[Extracted information Boundary: Start]
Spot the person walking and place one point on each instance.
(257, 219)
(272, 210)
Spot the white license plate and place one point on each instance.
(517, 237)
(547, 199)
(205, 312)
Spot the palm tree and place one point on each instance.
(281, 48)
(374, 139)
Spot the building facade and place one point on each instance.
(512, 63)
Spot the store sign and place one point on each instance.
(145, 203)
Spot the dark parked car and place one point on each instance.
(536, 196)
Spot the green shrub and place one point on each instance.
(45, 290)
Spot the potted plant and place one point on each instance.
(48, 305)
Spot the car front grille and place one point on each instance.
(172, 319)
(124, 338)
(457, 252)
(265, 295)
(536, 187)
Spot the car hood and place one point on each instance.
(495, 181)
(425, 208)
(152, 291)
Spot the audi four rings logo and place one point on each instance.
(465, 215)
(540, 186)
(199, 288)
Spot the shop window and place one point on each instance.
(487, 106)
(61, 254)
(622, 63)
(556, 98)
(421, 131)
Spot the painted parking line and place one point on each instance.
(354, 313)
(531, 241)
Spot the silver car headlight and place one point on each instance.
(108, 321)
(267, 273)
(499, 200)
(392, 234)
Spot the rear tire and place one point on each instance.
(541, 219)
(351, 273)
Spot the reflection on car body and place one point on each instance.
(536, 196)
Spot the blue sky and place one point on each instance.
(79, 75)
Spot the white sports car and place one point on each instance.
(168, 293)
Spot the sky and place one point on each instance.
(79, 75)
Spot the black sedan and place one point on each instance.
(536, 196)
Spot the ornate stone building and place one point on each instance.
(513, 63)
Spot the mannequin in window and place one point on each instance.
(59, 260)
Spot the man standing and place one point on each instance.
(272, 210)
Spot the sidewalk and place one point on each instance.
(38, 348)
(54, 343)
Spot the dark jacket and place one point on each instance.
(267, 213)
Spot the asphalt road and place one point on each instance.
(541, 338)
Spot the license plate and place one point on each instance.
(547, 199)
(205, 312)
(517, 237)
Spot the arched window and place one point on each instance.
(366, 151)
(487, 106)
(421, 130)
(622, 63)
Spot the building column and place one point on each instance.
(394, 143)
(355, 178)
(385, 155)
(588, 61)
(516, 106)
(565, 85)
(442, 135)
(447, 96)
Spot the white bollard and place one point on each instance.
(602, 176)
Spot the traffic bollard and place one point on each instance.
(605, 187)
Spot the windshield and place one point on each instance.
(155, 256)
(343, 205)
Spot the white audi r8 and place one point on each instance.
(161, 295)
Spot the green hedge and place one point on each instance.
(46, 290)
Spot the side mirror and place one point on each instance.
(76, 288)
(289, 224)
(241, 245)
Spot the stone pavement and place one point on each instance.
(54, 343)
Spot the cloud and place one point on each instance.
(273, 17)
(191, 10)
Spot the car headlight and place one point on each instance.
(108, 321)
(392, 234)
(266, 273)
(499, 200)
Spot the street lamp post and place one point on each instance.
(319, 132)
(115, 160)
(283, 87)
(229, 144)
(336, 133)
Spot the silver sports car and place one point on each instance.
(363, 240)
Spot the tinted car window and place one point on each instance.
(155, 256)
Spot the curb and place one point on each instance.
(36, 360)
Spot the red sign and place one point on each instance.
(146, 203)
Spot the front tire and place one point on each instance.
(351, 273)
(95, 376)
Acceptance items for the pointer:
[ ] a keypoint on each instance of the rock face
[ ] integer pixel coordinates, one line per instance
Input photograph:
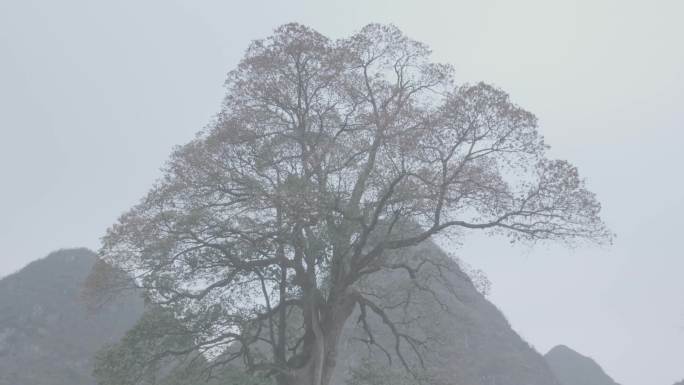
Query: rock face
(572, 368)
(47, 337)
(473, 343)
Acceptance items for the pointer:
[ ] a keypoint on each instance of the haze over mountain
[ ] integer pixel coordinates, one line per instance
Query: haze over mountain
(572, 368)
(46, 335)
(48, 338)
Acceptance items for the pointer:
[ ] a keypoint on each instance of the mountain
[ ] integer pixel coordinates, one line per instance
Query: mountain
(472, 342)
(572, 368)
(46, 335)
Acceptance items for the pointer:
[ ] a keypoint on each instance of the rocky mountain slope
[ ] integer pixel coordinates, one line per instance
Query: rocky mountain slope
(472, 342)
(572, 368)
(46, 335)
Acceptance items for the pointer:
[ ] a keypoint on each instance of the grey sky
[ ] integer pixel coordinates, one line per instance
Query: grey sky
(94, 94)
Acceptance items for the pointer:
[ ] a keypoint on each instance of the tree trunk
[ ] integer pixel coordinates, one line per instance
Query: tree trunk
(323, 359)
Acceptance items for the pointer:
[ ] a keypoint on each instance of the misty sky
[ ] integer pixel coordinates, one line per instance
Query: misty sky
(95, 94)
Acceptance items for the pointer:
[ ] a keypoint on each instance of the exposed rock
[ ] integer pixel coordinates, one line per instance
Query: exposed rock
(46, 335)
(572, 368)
[Extracted information Boundary: End]
[Extracted information Boundary: Start]
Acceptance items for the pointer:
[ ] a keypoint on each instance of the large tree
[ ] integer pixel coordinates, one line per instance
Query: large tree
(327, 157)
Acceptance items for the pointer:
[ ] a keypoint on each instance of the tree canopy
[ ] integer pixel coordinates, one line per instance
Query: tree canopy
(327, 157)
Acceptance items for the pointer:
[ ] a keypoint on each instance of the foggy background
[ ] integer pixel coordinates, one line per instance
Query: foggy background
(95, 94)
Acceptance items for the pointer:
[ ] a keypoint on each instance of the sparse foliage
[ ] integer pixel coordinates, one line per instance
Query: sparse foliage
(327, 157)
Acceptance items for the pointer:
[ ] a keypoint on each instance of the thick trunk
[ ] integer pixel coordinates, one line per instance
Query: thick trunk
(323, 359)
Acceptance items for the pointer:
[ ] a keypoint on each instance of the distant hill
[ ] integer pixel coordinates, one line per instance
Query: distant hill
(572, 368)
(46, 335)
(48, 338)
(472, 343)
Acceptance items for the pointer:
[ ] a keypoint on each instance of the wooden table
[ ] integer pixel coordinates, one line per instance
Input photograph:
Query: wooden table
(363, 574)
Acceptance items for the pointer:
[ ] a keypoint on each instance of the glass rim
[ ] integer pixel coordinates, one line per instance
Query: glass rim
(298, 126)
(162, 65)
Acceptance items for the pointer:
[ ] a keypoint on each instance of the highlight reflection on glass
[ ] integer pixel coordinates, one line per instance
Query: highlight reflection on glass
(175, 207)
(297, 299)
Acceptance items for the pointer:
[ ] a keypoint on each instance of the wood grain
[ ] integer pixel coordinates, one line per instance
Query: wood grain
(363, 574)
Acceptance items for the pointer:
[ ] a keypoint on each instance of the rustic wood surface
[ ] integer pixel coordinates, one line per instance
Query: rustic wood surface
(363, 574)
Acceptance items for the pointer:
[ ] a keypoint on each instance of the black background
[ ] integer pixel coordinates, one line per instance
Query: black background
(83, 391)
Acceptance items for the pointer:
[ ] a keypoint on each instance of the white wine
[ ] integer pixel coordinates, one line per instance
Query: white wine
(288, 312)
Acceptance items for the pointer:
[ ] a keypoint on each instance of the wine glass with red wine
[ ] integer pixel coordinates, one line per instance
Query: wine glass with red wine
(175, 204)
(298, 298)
[Extracted information Boundary: End]
## [What the exercise asks]
Your answer should be the exact lines above from the one with "Query: glass rim" through the one with "[ ] a keypoint on each instance of the rustic", both included, and nothing besides.

## [Solution to the problem]
Query: glass rim
(298, 126)
(162, 65)
Acceptance items for the pointer:
[ ] a keypoint on each instance of the highlight reflection on glass
[ ] integer pixel coordinates, one line per instance
Query: highlight reflection on glass
(175, 207)
(297, 299)
Acceptance items for the pointer:
[ ] a keypoint on each instance of the wood grain
[ ] integer pixel coordinates, one line per instance
Query: wood grain
(363, 574)
Acceptance items for the pointer:
[ ] a keypoint on each instance of the rustic wood surface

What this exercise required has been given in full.